▸ Objective
Count the lines in the entries below that contain the word "globe". Reply with the number only.

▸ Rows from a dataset
******************************

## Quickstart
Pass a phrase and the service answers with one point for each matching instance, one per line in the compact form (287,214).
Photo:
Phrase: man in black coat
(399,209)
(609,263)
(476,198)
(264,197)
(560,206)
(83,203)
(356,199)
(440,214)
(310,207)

******************************

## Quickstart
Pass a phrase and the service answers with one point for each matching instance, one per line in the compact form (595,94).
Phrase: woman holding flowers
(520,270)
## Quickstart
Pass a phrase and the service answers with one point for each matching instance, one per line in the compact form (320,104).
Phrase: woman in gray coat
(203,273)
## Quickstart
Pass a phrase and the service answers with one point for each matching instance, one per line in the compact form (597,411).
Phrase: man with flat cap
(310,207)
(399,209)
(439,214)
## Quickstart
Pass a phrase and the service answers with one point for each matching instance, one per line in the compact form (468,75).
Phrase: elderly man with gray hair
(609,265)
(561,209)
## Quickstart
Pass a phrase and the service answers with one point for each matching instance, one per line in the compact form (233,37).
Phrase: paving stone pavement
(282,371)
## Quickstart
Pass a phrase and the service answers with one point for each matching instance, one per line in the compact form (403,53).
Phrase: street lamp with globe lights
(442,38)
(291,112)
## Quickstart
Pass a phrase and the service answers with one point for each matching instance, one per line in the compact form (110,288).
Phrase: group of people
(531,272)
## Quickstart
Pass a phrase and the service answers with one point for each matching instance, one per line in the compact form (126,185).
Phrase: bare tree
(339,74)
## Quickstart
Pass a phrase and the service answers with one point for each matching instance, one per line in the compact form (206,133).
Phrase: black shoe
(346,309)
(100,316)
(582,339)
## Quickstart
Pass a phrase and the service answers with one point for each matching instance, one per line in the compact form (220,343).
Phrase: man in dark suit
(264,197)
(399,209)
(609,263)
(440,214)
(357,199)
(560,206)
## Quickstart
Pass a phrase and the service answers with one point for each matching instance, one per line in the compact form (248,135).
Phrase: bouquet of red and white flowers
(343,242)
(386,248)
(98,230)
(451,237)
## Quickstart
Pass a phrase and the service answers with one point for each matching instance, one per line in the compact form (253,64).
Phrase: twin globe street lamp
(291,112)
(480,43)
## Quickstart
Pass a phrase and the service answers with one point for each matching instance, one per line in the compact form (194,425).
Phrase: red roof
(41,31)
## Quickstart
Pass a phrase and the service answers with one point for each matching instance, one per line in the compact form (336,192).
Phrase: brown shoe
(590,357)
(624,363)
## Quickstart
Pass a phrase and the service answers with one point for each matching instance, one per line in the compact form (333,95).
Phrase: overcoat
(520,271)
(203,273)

******************************

▸ Correct response
2